◆ Compito ◆
Ricopia tutte le righe qui sotto, tali e quali, senza cambiare niente.

◆ Righe del compito ◆
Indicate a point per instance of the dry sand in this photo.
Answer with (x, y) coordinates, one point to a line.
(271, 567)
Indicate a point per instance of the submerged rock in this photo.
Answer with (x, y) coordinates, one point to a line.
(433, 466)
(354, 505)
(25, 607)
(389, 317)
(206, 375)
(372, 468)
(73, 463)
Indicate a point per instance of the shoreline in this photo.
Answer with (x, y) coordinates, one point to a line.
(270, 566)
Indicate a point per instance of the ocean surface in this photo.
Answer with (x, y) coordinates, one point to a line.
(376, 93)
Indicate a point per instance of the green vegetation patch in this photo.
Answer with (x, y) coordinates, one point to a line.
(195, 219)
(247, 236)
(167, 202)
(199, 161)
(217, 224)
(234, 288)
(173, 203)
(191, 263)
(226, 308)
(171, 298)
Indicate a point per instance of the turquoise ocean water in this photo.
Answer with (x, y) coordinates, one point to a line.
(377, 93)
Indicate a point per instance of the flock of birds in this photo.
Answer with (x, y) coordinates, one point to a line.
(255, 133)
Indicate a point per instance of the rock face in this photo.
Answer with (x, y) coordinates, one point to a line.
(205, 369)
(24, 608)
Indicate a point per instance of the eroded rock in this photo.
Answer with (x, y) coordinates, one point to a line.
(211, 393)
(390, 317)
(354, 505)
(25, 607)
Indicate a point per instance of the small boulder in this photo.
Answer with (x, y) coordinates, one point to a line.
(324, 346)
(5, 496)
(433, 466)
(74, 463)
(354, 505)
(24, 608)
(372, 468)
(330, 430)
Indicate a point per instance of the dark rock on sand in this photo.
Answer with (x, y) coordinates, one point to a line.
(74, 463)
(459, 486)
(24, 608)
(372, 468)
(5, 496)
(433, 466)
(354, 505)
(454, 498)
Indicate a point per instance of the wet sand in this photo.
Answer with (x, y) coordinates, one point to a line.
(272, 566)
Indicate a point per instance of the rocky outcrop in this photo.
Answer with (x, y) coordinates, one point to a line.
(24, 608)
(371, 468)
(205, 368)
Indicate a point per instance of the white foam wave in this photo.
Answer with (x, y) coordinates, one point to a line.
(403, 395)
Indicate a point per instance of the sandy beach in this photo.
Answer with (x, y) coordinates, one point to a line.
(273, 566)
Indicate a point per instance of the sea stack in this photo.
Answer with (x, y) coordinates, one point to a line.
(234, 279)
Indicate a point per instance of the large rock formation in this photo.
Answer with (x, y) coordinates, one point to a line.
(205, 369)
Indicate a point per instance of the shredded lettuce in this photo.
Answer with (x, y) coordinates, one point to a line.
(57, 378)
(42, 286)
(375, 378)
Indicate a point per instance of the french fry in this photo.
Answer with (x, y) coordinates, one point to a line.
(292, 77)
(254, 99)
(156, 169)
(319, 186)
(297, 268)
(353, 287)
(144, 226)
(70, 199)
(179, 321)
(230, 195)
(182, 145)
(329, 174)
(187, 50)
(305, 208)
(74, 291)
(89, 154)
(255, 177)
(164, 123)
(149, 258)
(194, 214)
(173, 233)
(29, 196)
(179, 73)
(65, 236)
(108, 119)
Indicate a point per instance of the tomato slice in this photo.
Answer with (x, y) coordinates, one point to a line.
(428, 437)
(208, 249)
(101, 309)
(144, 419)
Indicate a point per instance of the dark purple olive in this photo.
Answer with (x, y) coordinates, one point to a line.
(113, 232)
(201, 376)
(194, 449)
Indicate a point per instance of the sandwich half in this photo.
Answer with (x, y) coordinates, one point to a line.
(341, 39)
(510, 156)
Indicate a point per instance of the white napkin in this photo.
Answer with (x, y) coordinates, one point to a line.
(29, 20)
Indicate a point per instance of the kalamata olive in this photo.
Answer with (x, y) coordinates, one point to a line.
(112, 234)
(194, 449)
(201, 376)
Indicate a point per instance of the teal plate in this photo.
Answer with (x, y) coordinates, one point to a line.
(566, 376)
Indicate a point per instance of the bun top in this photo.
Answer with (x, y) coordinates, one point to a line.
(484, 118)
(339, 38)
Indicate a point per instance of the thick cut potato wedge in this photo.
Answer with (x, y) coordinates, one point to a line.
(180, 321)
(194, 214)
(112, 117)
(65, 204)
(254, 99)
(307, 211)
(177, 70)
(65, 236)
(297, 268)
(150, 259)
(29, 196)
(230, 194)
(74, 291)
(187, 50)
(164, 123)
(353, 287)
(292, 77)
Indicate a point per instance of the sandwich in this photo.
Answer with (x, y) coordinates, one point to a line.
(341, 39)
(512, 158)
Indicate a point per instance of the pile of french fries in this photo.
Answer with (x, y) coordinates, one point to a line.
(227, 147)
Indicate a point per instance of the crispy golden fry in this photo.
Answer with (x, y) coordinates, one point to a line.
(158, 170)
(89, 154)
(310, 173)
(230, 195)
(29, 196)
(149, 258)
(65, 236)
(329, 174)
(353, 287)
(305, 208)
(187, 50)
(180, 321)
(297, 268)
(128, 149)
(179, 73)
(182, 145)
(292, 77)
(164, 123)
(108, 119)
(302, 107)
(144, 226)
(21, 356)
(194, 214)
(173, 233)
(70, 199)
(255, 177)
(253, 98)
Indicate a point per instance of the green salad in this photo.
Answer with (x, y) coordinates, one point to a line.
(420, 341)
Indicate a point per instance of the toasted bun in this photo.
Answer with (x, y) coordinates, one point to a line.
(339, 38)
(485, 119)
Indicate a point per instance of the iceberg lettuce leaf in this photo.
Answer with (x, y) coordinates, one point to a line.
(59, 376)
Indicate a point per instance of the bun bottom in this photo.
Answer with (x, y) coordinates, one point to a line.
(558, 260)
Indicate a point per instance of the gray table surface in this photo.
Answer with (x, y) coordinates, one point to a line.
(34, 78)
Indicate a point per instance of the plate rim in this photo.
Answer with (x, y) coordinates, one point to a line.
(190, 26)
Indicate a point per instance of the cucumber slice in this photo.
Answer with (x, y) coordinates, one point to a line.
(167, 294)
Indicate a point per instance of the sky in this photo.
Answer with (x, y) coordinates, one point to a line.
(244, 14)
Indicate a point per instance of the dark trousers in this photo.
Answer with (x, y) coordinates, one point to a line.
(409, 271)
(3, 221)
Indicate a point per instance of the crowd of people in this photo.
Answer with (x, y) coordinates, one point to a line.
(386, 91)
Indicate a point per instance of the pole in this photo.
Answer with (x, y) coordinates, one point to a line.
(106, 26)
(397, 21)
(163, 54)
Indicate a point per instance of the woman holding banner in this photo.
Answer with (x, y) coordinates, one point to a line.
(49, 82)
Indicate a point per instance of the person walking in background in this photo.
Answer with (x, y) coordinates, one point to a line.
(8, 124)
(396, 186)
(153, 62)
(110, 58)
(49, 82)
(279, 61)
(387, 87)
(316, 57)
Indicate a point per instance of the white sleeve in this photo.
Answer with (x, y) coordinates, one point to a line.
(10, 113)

◆ Risposta ◆
Indicate a point per instance of the dry sand in this photo.
Answer with (x, y) coordinates, one point to a line.
(271, 567)
Indicate a point per instance of the submerged rock in this photo.
Answer with (x, y) coordinates, one point to a line.
(433, 466)
(354, 505)
(25, 607)
(389, 317)
(206, 375)
(372, 468)
(73, 463)
Indicate a point per instance of the shoreline in this photo.
Answer with (x, y) coordinates, one point to a line.
(270, 566)
Indicate a point per instance of the ocean surface in this photo.
Answer with (x, y) coordinates, one point to a line.
(376, 93)
Indicate a point per instance of the green vegetation patch in this photo.
Answer with (x, y) coordinates, one point to a line.
(195, 219)
(247, 236)
(167, 202)
(199, 161)
(217, 224)
(234, 288)
(173, 203)
(191, 263)
(226, 308)
(171, 298)
Indicate a point per instance of the turquoise ocean water in this photo.
Answer with (x, y) coordinates, one point to a line.
(377, 93)
Indicate a point per instance of the flock of birds in this photo.
Answer with (x, y) coordinates, one point to a line.
(255, 133)
Indicate a point per instance of the rock face in this photo.
Answer with (x, y) coordinates, one point to a line.
(205, 369)
(24, 608)
Indicate a point per instance of the eroded rock in this photo.
Answer with (x, y) coordinates, one point to a line.
(211, 393)
(390, 317)
(354, 505)
(25, 607)
Indicate a point per instance of the small boulder in this photo.
Answer with (x, y) coordinates, one point to a line.
(324, 346)
(5, 496)
(433, 466)
(74, 463)
(354, 505)
(24, 608)
(372, 468)
(330, 430)
Indicate a point per instance of the dark rock on sand in this photo.
Answer with (x, y) coordinates, one point to a line.
(74, 463)
(459, 486)
(24, 608)
(372, 468)
(5, 496)
(433, 466)
(354, 505)
(454, 498)
Indicate a point per instance of the wet sand in this photo.
Answer with (x, y) coordinates, one point to a line.
(272, 566)
Indicate a point per instance of the rocky outcrop in this photo.
Answer with (x, y) coordinates, one point to a line.
(24, 608)
(371, 468)
(205, 368)
Indicate a point per instance of the white foam wave in this photo.
Answer with (x, y) coordinates, one point to a line.
(403, 395)
Indicate a point per instance of the sandy beach in this photo.
Answer with (x, y) coordinates, one point to a line.
(273, 566)
Indicate a point per instance of the sea stack in this photo.
Answer with (x, y) coordinates, one point to a line.
(234, 279)
Indicate a point per instance of the large rock formation in this photo.
Answer with (x, y) coordinates, one point to a line.
(205, 369)
Indicate a point per instance of the shredded lettuce in this photo.
Answer with (x, y) coordinates, one point to a line.
(57, 378)
(42, 286)
(375, 378)
Indicate a point per instance of the french fry in this photo.
Answer with (x, y) coordinates, one point to a line.
(292, 77)
(254, 99)
(156, 169)
(319, 186)
(297, 268)
(353, 287)
(144, 226)
(70, 199)
(179, 321)
(230, 195)
(182, 145)
(329, 174)
(187, 50)
(305, 208)
(74, 291)
(89, 154)
(255, 177)
(164, 123)
(149, 258)
(194, 214)
(173, 233)
(29, 196)
(179, 73)
(65, 236)
(108, 119)
Indicate a point per instance of the tomato slice in this photo.
Answer with (x, y) coordinates, one point to a line.
(428, 437)
(208, 249)
(101, 309)
(144, 419)
Indicate a point per instance of the dark purple olive in this photo.
Answer with (x, y) coordinates, one point to a line.
(113, 232)
(201, 376)
(194, 449)
Indicate a point per instance of the sandwich half in this photo.
Answer with (x, y) coordinates, one point to a line.
(341, 39)
(510, 156)
Indicate a point per instance of the white napkin in this photo.
Answer with (x, y) coordinates, one point to a line.
(29, 20)
Indicate a point per instance of the kalamata olive in this photo.
Answer with (x, y) coordinates, one point to a line.
(112, 234)
(194, 449)
(201, 376)
Indicate a point per instance of the teal plate in this photo.
Answer with (x, y) coordinates, one point to a line.
(566, 376)
Indicate a point per instance of the bun top in this photo.
Answer with (x, y) coordinates, one point to a line.
(484, 118)
(339, 38)
Indicate a point per instance of the thick cut potato wedge in this photo.
Answer with (x, y) coordinates, one point to a line.
(180, 321)
(194, 214)
(112, 117)
(65, 204)
(254, 99)
(307, 211)
(177, 70)
(65, 236)
(297, 268)
(150, 259)
(29, 196)
(230, 194)
(74, 291)
(187, 50)
(164, 123)
(353, 287)
(292, 77)
Indicate a point per instance of the sandwich in this photo.
Answer with (x, y) coordinates, one point to a line.
(341, 39)
(512, 158)
Indicate a point per instance of the pile of french fries in this photo.
Answer with (x, y) coordinates, one point to a line.
(227, 147)
Indicate a point per instance of the crispy golden fry in this photo.
Answer with (x, y) coordinates, one point to a line.
(158, 170)
(89, 154)
(310, 173)
(230, 195)
(29, 196)
(149, 258)
(65, 236)
(329, 174)
(353, 287)
(305, 208)
(187, 50)
(180, 321)
(297, 268)
(128, 149)
(179, 73)
(182, 145)
(292, 77)
(164, 123)
(108, 119)
(302, 107)
(144, 226)
(21, 356)
(194, 214)
(173, 233)
(70, 199)
(255, 177)
(253, 98)
Indicate a point per instance of the green salad in this photo.
Answer with (x, y) coordinates, one point to a line.
(420, 341)
Indicate a point per instance of the toasted bun in this photo.
Answer with (x, y) coordinates, one point to a line.
(339, 38)
(485, 119)
Indicate a point per instance of the iceberg lettuce leaf in this photo.
Answer with (x, y) coordinates, one point to a line.
(59, 376)
Indicate a point per instance of the bun bottom in this photo.
Answer with (x, y) coordinates, one point to a line.
(558, 260)
Indicate a point per instance of the gray table surface in this photo.
Answer with (x, y) coordinates, one point to a line.
(34, 78)
Indicate a point per instance of the plate rim in this photo.
Answer with (x, y) coordinates, one point to a line.
(190, 26)
Indicate a point per instance of the cucumber slice in this photo.
Answer with (x, y) coordinates, one point to a line.
(167, 294)
Indicate a point per instance of the sky in this photo.
Answer with (x, y) coordinates, one point to a line.
(244, 14)
Indicate a point per instance of the dark trousers in this photo.
Answer with (x, y) coordinates, one point to a line.
(409, 271)
(3, 221)
Indicate a point per instance of the crowd of people in this photo.
Answer with (x, y) coordinates, one point to a line.
(386, 91)
Indicate a point per instance of the pole in this photo.
Answer with (x, y) coordinates, one point to a line.
(106, 26)
(397, 21)
(163, 54)
Indicate a point per instance of the woman holding banner in this photo.
Answer with (x, y) coordinates, one point to a line.
(49, 82)
Indicate a point per instance of the person walking in background in this photo.
Answer with (x, y) coordinates, one point to a line.
(8, 124)
(396, 186)
(153, 62)
(110, 58)
(49, 82)
(279, 61)
(387, 87)
(316, 57)
Indicate a point per instance of the white sleeve in this photo.
Answer with (x, y) coordinates, one point to a line.
(10, 113)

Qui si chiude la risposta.